**Written request a:**
Return, unchanged, the lines of the listing that run from its first line through the line containing "513 549 L 535", with both of those lines included.

**Reading text:**
::::::::::

# wooden dummy



## sinthetik_mistik (Jun 30, 2015)

I don't know if someone has asked this before but what exactly are "wooden dummy forms"? I was thinking about joining a martial arts school that taught a variety of martial arts one of which was Jeet Kune Do. Sifu Mike, the head instructor of the school, said that there are wooden dummy forms in JKD but failed to explain what that is. Obviously, it involves a wooden dummy, but that is the extent of my knowledge of it. Is it striking a wooden dummy? doing punching and kicking combinations on a wooden dummy? I'm probably not gonna take JKD any time soon but I am still curious as to what a "wooden dummy form" is.


----------



## VT_Vectis (Jul 2, 2015)

Hi,
I practice Wing Chun, the base MA that Bruce Lee studied, where the Muk Yan Jong in JKD comes from. There is usually only one Dummy form in W.C which is used to practice positioning, offensive/ defensive (simultaneous) techniques. To my knowledge, most JKD practitioners don't even use the actual form as they prefer a more freestyle approach to its use. If you would like more info head to the WC forum where it's in abundance.

Hope this helps.


----------



## Danny T (Jul 2, 2015)

The Wooden Dummy Form is a group or sets of specific movements, positions, and structures on the Mook Yan Jong. This form is designed to fine tune the practitioner as well as re-enforce the coordination of footwork, arm movements, and body structure.


----------



## crazydiamond (Jul 2, 2015)




----------



## crazydiamond (Jul 2, 2015)

I have not found a huge use of the wooden dummy in JKDC studies, but it is used from time to time. Also there is traditional JKD and then there is Inosanto JKDC (JKD+Kali+++)


----------



## sinthetik_mistik (Jul 2, 2015)

Danny T said:


> The Wooden Dummy Form is a group or sets of specific movements, positions, and structures on the Mook Yan Jong. This form is designed to fine tune the practitioner as well as re-enforce the coordination of footwork, arm movements, and body structure.



cool, thanks for the info


----------



## sinthetik_mistik (Jul 2, 2015)

crazydiamond said:


> I have not found a huge use of the wooden dummy in JKDC studies, but it is used from time to time. Also there is traditional JKD and then there is Inosanto JKDC (JKD+Kali+++)



cool, thanks for the video. the school that I was looking at that teaches JKD actually teaches Bali as well, along with Wing Chun, BJJ, and Muay Thai, so it may be that


----------



## sinthetik_mistik (Jul 2, 2015)

VT_Vectis said:


> Hi,
> I practice Wing Chun, the base MA that Bruce Lee studied, where the Muk Yan Jong in JKD comes from. There is usually only one Dummy form in W.C which is used to practice positioning, offensive/ defensive (simultaneous) techniques. To my knowledge, most JKD practitioners don't even use the actual form as they prefer a more freestyle approach to its use. If you would like more info head to the WC forum where it's in abundance.
> 
> Hope this helps.

::::::::::

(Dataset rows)
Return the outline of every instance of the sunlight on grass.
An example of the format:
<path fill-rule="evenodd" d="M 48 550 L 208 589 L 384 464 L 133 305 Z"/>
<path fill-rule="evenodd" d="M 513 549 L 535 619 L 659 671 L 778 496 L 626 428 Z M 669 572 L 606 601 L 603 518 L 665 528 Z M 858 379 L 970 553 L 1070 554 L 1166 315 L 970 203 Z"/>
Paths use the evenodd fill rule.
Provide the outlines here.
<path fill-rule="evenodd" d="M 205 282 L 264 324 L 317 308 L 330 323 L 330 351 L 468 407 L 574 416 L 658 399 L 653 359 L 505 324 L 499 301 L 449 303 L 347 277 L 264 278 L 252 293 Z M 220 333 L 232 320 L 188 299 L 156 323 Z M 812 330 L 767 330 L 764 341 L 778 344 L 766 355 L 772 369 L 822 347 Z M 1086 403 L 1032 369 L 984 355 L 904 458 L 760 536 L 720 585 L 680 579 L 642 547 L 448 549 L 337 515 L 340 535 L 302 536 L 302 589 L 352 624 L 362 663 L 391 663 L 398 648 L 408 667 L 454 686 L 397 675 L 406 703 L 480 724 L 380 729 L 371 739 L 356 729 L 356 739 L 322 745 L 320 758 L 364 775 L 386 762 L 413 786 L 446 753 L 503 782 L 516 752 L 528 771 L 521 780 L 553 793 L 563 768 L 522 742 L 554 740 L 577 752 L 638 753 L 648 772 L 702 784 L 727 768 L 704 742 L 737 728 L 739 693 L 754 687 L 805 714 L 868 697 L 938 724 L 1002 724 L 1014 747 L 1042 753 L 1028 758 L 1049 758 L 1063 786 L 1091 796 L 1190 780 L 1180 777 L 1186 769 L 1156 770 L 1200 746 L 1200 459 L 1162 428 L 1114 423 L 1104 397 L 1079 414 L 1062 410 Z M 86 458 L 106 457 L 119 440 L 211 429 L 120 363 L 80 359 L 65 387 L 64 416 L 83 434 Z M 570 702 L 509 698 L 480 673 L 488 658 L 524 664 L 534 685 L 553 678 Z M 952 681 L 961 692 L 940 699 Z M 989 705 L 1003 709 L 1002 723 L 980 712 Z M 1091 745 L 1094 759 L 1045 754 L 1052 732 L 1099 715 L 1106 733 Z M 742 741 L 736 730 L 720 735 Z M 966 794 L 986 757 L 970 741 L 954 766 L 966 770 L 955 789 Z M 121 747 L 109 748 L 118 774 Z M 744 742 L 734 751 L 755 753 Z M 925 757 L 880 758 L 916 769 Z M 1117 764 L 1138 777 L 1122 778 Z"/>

::::::::::

**Written request b:**
From the forum thread about wooden dummy forms, retype verbatim the part that opens with the words containing "# wooden dummy" and closes with "VT_Vectis (Jul 2, 2015)".

**Correct response a:**
Return the outline of every instance of the sunlight on grass.
An example of the format:
<path fill-rule="evenodd" d="M 48 550 L 208 589 L 384 464 L 133 305 Z"/>
<path fill-rule="evenodd" d="M 513 549 L 535 619 L 659 671 L 778 496 L 626 428 Z M 669 572 L 606 601 L 603 518 L 665 528 Z M 858 379 L 970 553 L 1070 554 L 1166 315 L 970 203 Z"/>

**Correct response b:**
# wooden dummy



## sinthetik_mistik (Jun 30, 2015)

I don't know if someone has asked this before but what exactly are "wooden dummy forms"? I was thinking about joining a martial arts school that taught a variety of martial arts one of which was Jeet Kune Do. Sifu Mike, the head instructor of the school, said that there are wooden dummy forms in JKD but failed to explain what that is. Obviously, it involves a wooden dummy, but that is the extent of my knowledge of it. Is it striking a wooden dummy? doing punching and kicking combinations on a wooden dummy? I'm probably not gonna take JKD any time soon but I am still curious as to what a "wooden dummy form" is.


----------



## VT_Vectis (Jul 2, 2015)